▶ [HOW TO COMPLETE THIS TASK] In the entries below, count the lines that contain the word "illustration" and give only that number.

:: TASK DATA

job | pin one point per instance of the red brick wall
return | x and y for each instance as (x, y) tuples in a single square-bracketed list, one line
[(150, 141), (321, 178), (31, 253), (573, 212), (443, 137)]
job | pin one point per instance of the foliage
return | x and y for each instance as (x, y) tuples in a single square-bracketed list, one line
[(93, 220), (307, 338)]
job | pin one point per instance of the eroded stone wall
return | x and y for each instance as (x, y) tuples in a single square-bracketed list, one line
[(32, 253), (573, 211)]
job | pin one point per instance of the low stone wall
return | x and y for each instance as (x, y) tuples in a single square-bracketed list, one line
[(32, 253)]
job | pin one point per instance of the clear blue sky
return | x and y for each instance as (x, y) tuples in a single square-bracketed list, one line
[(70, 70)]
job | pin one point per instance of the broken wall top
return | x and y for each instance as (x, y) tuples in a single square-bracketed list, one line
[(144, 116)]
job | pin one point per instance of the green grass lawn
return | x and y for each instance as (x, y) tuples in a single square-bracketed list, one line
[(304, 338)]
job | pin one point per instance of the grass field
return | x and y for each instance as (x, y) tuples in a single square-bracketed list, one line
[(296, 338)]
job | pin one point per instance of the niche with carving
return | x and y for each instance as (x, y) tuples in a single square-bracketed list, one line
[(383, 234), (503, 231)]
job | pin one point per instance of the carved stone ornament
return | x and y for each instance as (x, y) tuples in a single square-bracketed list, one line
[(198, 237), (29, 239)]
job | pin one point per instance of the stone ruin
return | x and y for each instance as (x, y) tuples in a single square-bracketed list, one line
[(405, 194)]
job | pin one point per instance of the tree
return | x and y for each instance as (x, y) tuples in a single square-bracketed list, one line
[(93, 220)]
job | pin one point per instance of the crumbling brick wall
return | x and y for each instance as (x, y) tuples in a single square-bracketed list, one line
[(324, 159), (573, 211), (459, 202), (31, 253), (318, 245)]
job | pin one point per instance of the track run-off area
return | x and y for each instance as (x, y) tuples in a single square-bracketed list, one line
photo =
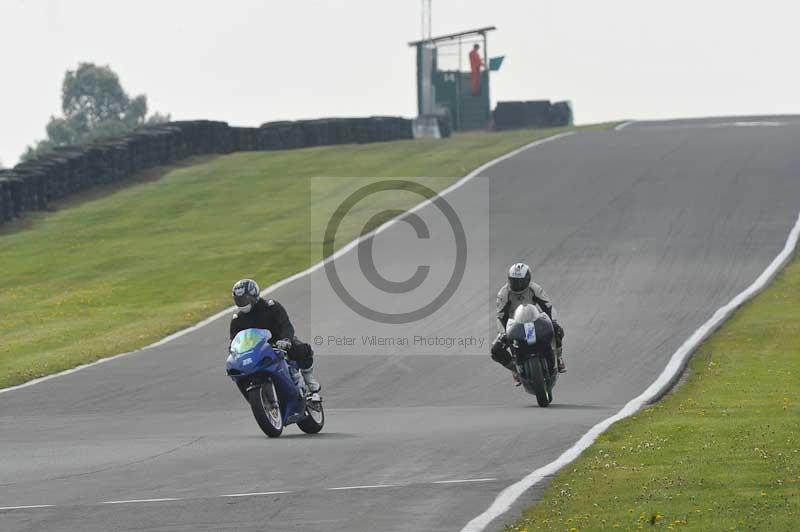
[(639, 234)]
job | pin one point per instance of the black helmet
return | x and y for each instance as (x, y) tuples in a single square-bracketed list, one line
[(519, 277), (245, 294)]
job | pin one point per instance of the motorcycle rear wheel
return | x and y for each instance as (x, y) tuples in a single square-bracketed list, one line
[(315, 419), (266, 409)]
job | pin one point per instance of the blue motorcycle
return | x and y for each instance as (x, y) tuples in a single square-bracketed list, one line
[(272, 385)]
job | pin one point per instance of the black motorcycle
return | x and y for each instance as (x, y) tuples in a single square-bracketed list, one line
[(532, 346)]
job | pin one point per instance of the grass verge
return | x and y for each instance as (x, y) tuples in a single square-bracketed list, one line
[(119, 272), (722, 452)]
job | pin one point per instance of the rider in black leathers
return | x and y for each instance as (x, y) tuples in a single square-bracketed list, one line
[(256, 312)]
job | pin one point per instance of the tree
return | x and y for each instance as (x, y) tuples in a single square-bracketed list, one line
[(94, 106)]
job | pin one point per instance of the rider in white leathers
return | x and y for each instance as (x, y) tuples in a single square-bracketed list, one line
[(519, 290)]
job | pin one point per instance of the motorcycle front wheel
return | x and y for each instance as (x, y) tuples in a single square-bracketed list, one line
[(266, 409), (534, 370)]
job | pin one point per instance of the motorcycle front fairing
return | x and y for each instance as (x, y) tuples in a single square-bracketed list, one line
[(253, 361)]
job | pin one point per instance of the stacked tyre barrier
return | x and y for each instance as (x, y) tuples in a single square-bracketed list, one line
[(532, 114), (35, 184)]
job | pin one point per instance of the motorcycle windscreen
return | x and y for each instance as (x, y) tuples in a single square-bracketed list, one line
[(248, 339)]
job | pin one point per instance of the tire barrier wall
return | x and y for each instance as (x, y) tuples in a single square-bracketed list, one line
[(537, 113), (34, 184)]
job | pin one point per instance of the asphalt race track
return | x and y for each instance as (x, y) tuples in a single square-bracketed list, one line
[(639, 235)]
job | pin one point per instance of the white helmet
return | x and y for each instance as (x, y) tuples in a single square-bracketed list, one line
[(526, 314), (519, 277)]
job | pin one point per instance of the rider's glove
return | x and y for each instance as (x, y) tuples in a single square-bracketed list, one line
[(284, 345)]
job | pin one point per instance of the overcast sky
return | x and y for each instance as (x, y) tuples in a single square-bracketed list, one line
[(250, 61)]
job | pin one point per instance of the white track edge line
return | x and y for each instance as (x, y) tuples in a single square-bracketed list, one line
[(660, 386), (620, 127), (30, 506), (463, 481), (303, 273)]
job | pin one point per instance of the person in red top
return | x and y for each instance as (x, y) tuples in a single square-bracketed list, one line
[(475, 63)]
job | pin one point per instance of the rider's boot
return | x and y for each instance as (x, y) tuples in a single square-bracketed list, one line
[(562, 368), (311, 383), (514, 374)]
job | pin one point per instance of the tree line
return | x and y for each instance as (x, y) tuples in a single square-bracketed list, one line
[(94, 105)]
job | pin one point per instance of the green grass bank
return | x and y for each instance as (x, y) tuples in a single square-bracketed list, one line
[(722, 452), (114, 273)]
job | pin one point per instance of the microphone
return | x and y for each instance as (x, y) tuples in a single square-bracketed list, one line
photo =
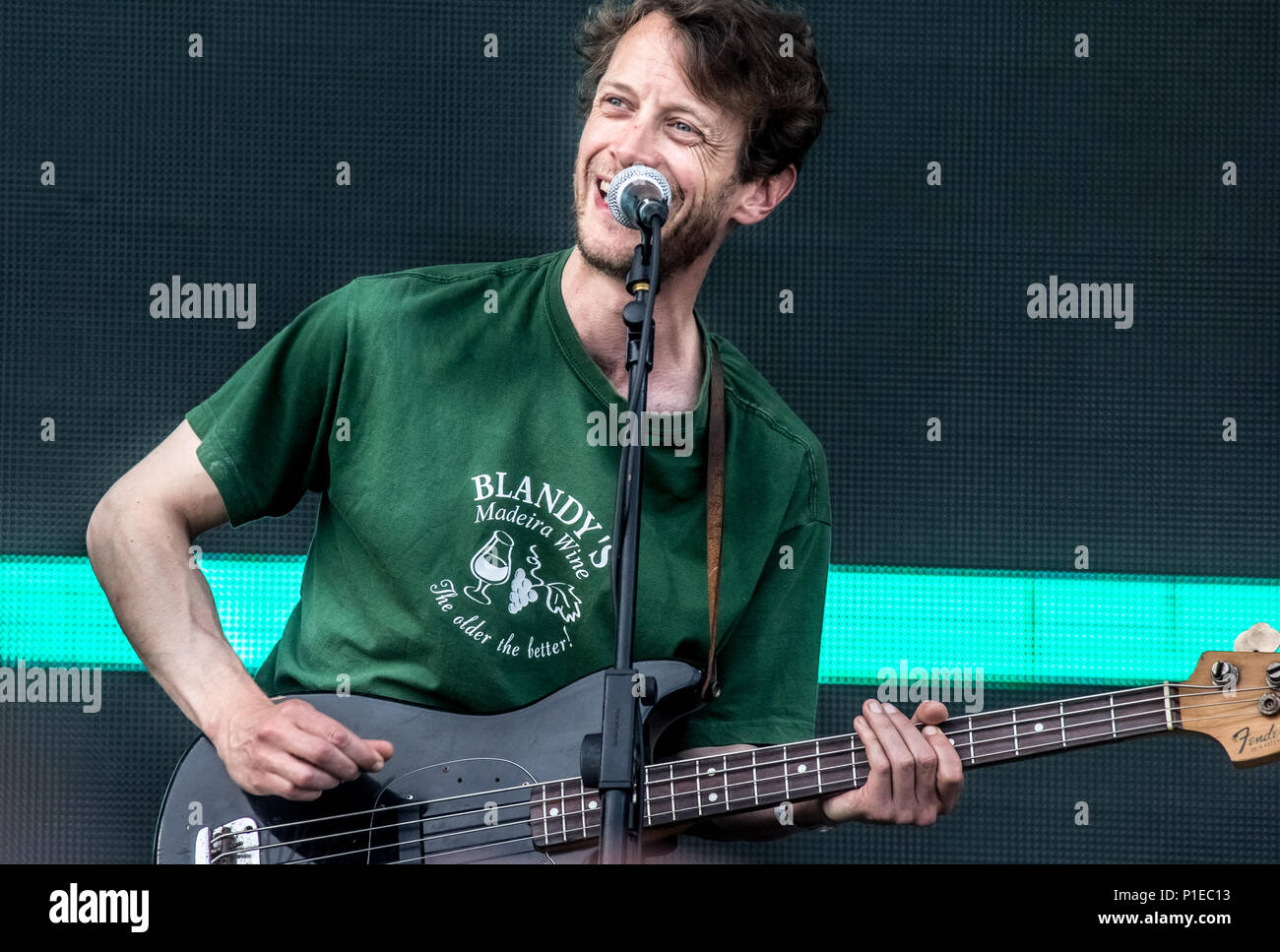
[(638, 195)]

::::
:: TASK DATA

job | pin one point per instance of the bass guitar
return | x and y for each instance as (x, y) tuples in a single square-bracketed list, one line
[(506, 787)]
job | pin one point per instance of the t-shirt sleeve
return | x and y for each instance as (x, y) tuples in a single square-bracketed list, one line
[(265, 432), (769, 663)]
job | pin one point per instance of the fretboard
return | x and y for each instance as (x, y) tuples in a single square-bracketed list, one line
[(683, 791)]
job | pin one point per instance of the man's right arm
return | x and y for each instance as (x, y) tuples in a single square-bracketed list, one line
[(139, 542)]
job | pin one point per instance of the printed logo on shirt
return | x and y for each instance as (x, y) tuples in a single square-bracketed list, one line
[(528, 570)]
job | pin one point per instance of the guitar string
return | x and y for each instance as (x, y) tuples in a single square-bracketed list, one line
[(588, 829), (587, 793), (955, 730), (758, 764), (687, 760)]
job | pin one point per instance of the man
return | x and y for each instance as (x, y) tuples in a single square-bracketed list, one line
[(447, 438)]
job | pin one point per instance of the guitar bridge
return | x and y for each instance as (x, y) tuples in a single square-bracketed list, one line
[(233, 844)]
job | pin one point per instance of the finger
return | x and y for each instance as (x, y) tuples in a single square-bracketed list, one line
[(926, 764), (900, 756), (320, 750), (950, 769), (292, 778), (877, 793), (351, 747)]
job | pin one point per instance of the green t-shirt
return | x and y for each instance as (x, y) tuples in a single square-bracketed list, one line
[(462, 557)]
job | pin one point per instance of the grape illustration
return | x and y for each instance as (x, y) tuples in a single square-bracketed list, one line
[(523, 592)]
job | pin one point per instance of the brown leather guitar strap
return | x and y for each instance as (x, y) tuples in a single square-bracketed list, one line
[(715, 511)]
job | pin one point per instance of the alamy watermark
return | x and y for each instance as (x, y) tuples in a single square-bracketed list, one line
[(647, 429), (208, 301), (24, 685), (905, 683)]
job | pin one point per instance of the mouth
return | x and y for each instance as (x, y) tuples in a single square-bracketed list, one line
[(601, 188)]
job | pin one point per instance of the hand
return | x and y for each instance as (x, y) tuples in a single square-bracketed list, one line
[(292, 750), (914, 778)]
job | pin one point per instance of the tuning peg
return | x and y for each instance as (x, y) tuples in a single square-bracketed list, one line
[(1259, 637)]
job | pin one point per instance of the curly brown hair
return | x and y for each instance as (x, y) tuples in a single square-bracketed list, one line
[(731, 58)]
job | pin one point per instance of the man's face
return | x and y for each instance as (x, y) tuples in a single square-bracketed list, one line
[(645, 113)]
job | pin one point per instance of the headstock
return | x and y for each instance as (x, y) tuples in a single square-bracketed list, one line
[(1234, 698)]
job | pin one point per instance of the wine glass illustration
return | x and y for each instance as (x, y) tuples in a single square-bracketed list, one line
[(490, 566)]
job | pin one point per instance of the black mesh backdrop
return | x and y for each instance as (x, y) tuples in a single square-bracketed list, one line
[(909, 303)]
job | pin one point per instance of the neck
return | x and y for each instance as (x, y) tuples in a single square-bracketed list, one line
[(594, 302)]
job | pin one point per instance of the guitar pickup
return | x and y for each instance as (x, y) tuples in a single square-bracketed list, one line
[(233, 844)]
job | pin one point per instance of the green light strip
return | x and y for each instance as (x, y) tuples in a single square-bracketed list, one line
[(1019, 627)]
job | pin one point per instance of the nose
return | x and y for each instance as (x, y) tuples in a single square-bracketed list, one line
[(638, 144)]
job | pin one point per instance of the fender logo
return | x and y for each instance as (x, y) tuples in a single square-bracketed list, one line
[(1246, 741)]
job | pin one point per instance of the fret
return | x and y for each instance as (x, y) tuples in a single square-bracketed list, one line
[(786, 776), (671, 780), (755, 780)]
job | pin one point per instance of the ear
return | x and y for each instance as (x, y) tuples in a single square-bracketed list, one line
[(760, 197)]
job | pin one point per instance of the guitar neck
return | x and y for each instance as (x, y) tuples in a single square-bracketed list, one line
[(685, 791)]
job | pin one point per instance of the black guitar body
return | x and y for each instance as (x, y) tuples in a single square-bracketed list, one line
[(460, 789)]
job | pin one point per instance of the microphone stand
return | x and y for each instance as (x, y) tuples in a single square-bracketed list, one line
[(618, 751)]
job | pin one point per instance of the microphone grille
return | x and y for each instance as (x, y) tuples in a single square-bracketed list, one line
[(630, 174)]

::::
:: TASK DATA

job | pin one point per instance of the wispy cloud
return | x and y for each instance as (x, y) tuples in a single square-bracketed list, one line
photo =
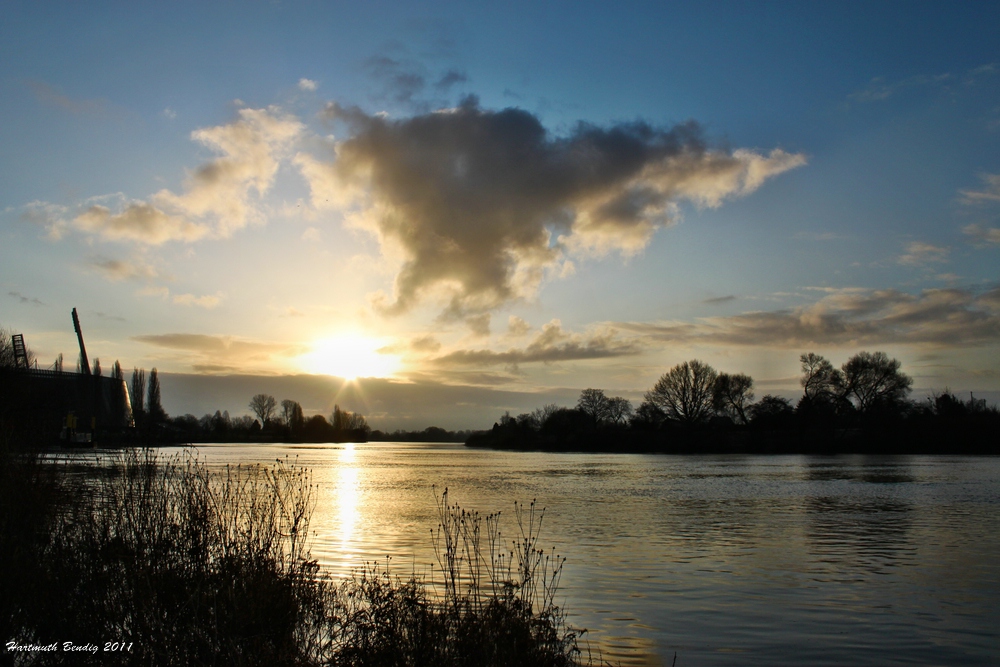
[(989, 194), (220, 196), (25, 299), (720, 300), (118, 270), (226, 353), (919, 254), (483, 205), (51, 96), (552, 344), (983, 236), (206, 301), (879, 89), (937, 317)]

::::

▶ [RESULT OF THIS EXERCISE] 2